Aim: From the records below, copy out each line in which the string "green" appears.

━━━━━━━━━━━━━━━━━━━━━━━━━━━━━━

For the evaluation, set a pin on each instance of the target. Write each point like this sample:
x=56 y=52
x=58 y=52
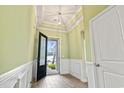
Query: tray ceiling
x=55 y=14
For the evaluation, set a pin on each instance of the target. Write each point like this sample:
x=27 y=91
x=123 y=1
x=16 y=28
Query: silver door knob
x=97 y=65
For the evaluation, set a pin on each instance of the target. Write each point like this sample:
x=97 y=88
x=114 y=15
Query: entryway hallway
x=59 y=81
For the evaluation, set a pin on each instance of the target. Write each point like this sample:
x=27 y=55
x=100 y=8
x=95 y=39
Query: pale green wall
x=63 y=39
x=15 y=36
x=74 y=38
x=75 y=45
x=90 y=11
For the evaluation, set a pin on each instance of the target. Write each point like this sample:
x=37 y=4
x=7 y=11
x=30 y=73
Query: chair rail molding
x=19 y=77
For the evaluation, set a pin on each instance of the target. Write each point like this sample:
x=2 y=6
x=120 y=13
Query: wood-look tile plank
x=59 y=81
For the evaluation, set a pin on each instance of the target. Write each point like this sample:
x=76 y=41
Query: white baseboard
x=90 y=70
x=19 y=77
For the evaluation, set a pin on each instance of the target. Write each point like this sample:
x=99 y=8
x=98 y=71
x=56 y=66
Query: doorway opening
x=52 y=57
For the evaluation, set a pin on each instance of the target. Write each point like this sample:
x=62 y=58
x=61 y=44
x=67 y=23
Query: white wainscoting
x=64 y=66
x=75 y=68
x=19 y=77
x=90 y=70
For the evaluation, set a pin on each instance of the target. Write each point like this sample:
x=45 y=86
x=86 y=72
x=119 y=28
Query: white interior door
x=108 y=46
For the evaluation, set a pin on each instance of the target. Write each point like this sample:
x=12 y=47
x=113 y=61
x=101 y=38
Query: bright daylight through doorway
x=52 y=62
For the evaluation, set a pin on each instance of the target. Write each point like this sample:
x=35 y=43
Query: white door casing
x=108 y=46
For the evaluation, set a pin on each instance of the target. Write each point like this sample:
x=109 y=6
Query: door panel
x=108 y=42
x=42 y=56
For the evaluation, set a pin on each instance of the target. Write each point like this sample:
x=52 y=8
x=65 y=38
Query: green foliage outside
x=52 y=66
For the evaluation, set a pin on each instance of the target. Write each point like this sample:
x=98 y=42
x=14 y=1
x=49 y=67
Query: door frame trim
x=39 y=48
x=92 y=44
x=58 y=49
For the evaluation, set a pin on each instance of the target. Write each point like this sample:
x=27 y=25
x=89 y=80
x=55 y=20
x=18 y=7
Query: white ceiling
x=55 y=13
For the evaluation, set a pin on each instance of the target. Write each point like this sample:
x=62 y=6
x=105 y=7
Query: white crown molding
x=72 y=26
x=50 y=29
x=58 y=30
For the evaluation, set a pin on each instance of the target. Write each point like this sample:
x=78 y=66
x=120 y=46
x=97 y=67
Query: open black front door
x=42 y=56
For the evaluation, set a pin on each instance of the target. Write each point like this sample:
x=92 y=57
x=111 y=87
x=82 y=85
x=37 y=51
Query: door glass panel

━━━━━━━━━━━━━━━━━━━━━━━━━━━━━━

Result:
Query: pale green wall
Query: green foliage outside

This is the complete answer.